### IL PROBLEMA
Ridimensiona le coordinate dei punti nelle risposte di tutti i record moltiplicandole per 0,9 e arrotondandole all'intero (metà per eccesso), poi riscrivi ogni riga, richieste comprese. Escludi le immagini dalla risposta.
----- DATI FORNITI
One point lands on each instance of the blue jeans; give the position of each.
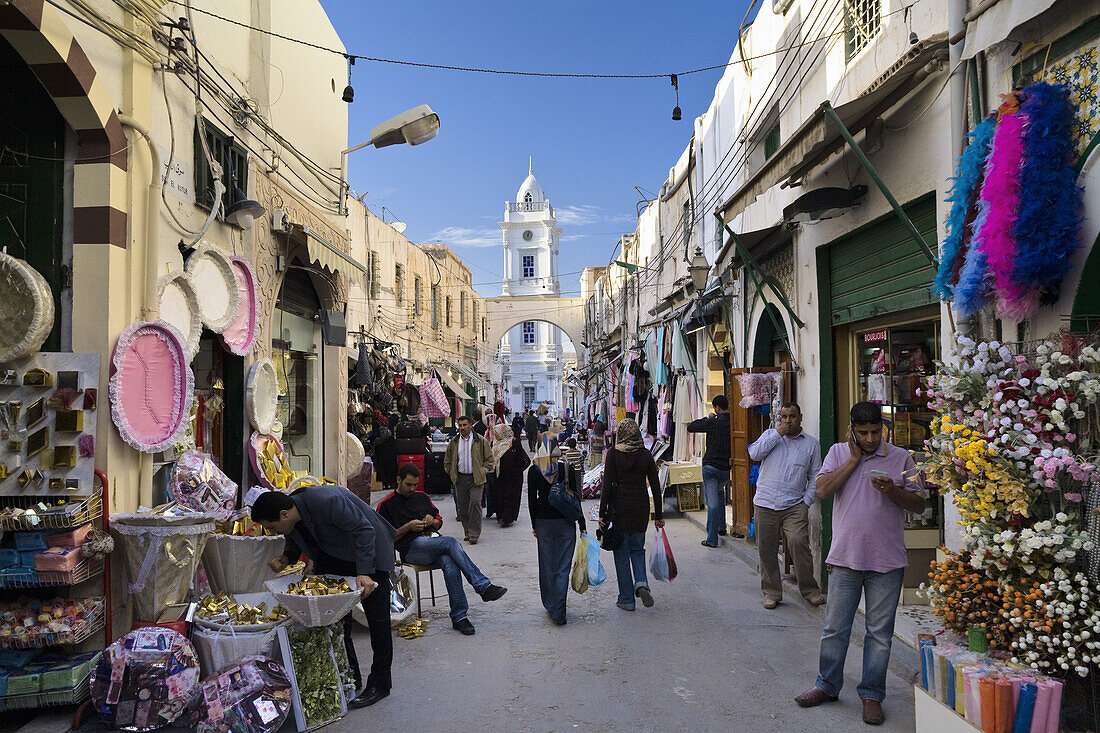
(630, 556)
(882, 591)
(455, 564)
(557, 539)
(714, 494)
----------
### RISPOSTA SCRITTA
One point lands on each instance of the blue jeans; give the position of each.
(567, 500)
(794, 532)
(410, 508)
(501, 485)
(643, 445)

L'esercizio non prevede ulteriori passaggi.